# START OF PAGE TEXT
HR Essentials HR News Compliance

Kansas v. Garcia: As States Seek to Enforce Federal Immigration Laws, Employers Are Once Again Caught in the Middle

March 9, 2020

In recent years, employers have found themselves caught in a tug-of-war between the federal government and state governments as to whether states can arrest and prosecute undocumented individuals who are unlawfully employed, due to action or inaction of either the employer or employee. The Supreme Court’s opinion in Kansas v. Garcia, released on March 3, is the latest round in that fight.

Employers in the U.S. must, under federal law, verify a new hire’s identity and authorization to work by timely filling out the Form I-9 and reviewing the acceptable document(s) provided by the new employee. Importantly, federal law includes punishment for employers who fail to properly fill out I-9s, but federal law does not punish undocumented employees for working without proper documentation. Rather, the employee is subject to detention and possible deportation.

Kansas v. Garcia: What Did the Supreme Court Say?

A few years ago, the state of Arizona made it a crime for an undocumented individual to work in that state. In United States v. Arizona, the Supreme Court held that the decision whether to make working without proper documentation a crime rests solely with the federal government, not the state, and it struck down that law. In other words, if the federal government wanted to criminalize the act of working in the U.S. without legal authorization, it could, but states cannot.
# END OF PAGE TEXT
# START OF DATASET EXCERPTS
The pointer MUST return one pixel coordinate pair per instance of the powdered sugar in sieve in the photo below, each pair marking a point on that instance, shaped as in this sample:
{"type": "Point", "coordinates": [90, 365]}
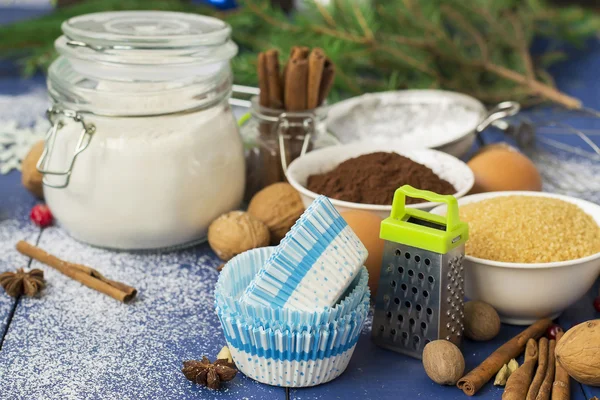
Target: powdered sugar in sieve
{"type": "Point", "coordinates": [418, 118]}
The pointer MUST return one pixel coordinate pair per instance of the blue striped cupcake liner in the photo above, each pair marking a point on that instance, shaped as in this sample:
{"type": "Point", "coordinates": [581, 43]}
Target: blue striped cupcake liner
{"type": "Point", "coordinates": [313, 265]}
{"type": "Point", "coordinates": [292, 359]}
{"type": "Point", "coordinates": [239, 272]}
{"type": "Point", "coordinates": [283, 326]}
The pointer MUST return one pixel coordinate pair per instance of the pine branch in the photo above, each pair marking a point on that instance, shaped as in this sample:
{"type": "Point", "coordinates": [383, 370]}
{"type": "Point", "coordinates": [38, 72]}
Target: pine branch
{"type": "Point", "coordinates": [472, 47]}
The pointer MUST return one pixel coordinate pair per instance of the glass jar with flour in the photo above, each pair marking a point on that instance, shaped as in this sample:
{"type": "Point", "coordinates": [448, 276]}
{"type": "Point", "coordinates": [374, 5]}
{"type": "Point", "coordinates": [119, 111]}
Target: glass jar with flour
{"type": "Point", "coordinates": [144, 151]}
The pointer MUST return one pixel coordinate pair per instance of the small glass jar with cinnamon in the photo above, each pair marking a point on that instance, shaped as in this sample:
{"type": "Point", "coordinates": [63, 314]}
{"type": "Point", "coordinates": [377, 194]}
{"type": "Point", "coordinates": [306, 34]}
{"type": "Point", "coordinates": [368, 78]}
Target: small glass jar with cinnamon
{"type": "Point", "coordinates": [274, 138]}
{"type": "Point", "coordinates": [287, 119]}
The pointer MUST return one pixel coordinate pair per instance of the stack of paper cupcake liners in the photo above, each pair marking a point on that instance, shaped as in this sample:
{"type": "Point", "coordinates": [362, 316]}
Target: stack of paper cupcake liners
{"type": "Point", "coordinates": [289, 346]}
{"type": "Point", "coordinates": [313, 265]}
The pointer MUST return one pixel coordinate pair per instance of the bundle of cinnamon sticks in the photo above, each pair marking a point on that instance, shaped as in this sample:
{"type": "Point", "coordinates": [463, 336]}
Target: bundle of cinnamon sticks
{"type": "Point", "coordinates": [548, 381]}
{"type": "Point", "coordinates": [303, 84]}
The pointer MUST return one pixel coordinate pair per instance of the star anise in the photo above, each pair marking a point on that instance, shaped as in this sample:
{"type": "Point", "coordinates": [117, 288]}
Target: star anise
{"type": "Point", "coordinates": [209, 374]}
{"type": "Point", "coordinates": [21, 282]}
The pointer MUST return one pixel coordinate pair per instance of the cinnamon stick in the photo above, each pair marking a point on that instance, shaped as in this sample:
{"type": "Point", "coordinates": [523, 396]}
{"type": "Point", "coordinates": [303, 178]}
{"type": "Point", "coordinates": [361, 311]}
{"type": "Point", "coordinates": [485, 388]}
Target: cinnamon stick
{"type": "Point", "coordinates": [479, 376]}
{"type": "Point", "coordinates": [540, 374]}
{"type": "Point", "coordinates": [518, 383]}
{"type": "Point", "coordinates": [561, 387]}
{"type": "Point", "coordinates": [81, 273]}
{"type": "Point", "coordinates": [297, 52]}
{"type": "Point", "coordinates": [326, 81]}
{"type": "Point", "coordinates": [295, 85]}
{"type": "Point", "coordinates": [263, 80]}
{"type": "Point", "coordinates": [546, 388]}
{"type": "Point", "coordinates": [316, 64]}
{"type": "Point", "coordinates": [274, 79]}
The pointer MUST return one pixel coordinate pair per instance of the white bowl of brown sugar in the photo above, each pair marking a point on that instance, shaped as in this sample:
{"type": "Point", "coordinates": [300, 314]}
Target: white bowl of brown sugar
{"type": "Point", "coordinates": [530, 255]}
{"type": "Point", "coordinates": [364, 176]}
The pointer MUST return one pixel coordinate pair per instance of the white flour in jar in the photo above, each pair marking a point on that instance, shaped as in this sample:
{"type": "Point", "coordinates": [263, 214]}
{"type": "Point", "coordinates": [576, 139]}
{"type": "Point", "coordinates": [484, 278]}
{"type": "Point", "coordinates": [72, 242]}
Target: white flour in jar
{"type": "Point", "coordinates": [149, 182]}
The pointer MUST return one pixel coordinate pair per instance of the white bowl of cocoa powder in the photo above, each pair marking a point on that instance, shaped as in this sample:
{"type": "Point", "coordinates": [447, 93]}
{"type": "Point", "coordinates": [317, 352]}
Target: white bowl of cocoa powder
{"type": "Point", "coordinates": [364, 176]}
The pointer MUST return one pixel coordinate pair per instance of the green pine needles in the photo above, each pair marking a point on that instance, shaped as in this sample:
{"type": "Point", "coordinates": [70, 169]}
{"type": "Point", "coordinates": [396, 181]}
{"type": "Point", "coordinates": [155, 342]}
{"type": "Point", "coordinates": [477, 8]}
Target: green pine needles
{"type": "Point", "coordinates": [478, 47]}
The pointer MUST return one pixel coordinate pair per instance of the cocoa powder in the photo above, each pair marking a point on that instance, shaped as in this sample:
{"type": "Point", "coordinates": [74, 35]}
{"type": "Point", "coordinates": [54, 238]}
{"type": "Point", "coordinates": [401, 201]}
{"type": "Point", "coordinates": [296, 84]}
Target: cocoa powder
{"type": "Point", "coordinates": [373, 179]}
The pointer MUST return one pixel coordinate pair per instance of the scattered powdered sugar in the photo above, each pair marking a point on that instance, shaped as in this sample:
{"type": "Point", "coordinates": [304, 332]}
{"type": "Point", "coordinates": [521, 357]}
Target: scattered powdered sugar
{"type": "Point", "coordinates": [10, 259]}
{"type": "Point", "coordinates": [72, 342]}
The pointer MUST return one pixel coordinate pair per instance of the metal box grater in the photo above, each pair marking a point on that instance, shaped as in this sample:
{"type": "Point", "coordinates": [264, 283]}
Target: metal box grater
{"type": "Point", "coordinates": [421, 288]}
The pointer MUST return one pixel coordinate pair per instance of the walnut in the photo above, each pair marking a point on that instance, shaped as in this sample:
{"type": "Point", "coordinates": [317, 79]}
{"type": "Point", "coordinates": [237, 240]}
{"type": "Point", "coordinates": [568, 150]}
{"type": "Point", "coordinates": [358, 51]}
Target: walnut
{"type": "Point", "coordinates": [30, 176]}
{"type": "Point", "coordinates": [578, 352]}
{"type": "Point", "coordinates": [278, 206]}
{"type": "Point", "coordinates": [235, 232]}
{"type": "Point", "coordinates": [482, 322]}
{"type": "Point", "coordinates": [443, 362]}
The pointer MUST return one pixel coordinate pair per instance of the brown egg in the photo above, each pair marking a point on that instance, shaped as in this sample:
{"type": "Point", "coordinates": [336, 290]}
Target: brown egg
{"type": "Point", "coordinates": [366, 226]}
{"type": "Point", "coordinates": [501, 167]}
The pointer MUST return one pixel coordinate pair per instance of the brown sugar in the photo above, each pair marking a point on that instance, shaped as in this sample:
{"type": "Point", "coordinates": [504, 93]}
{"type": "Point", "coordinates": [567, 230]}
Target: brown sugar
{"type": "Point", "coordinates": [529, 229]}
{"type": "Point", "coordinates": [373, 178]}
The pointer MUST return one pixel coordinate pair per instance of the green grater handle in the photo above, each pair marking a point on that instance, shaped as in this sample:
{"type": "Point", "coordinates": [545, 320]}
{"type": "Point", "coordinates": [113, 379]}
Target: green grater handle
{"type": "Point", "coordinates": [398, 204]}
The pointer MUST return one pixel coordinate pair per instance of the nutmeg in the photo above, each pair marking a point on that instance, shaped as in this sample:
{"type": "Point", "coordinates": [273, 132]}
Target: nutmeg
{"type": "Point", "coordinates": [443, 362]}
{"type": "Point", "coordinates": [481, 321]}
{"type": "Point", "coordinates": [235, 232]}
{"type": "Point", "coordinates": [279, 206]}
{"type": "Point", "coordinates": [31, 178]}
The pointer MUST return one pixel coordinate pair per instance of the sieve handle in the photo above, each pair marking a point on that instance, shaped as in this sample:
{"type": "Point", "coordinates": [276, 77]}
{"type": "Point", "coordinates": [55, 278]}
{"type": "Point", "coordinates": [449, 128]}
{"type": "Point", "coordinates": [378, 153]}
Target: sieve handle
{"type": "Point", "coordinates": [398, 205]}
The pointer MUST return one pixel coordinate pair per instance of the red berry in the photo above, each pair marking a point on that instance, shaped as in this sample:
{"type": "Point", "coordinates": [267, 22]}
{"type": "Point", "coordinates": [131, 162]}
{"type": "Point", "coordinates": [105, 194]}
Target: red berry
{"type": "Point", "coordinates": [41, 216]}
{"type": "Point", "coordinates": [552, 331]}
{"type": "Point", "coordinates": [597, 303]}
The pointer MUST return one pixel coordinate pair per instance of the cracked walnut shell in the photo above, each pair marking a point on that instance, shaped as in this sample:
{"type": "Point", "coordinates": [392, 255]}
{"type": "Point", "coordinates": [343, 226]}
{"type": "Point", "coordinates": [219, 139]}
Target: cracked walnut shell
{"type": "Point", "coordinates": [279, 206]}
{"type": "Point", "coordinates": [235, 232]}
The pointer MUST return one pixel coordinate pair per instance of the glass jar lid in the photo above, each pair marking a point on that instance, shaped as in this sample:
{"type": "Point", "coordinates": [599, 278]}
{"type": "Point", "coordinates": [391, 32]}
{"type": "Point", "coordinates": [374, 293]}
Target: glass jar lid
{"type": "Point", "coordinates": [146, 29]}
{"type": "Point", "coordinates": [146, 45]}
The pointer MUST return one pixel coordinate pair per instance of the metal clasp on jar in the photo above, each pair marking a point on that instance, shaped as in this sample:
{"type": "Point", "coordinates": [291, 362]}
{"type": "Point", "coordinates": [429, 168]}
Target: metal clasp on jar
{"type": "Point", "coordinates": [56, 116]}
{"type": "Point", "coordinates": [304, 120]}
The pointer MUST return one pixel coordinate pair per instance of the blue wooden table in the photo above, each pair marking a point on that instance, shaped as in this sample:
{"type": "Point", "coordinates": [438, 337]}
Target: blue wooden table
{"type": "Point", "coordinates": [74, 343]}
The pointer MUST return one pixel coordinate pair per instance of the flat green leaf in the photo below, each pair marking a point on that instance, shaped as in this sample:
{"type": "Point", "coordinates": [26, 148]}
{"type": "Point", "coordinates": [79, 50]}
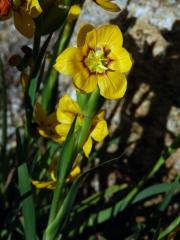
# END OF DATASET EXCERPTS
SHORT TASK 1: Reproduce the passage of the Kansas v. Garcia article from "March 9, 2020" up to and including "in that fight.".
SHORT TASK 2: According to the Kansas v. Garcia article, what form must U.S. employers fill out to verify a new hire's identity and authorization to work?

CORRECT ANSWER 1:
March 9, 2020

In recent years, employers have found themselves caught in a tug-of-war between the federal government and state governments as to whether states can arrest and prosecute undocumented individuals who are unlawfully employed, due to action or inaction of either the employer or employee. The Supreme Court’s opinion in Kansas v. Garcia, released on March 3, is the latest round in that fight.

CORRECT ANSWER 2: The Form I-9.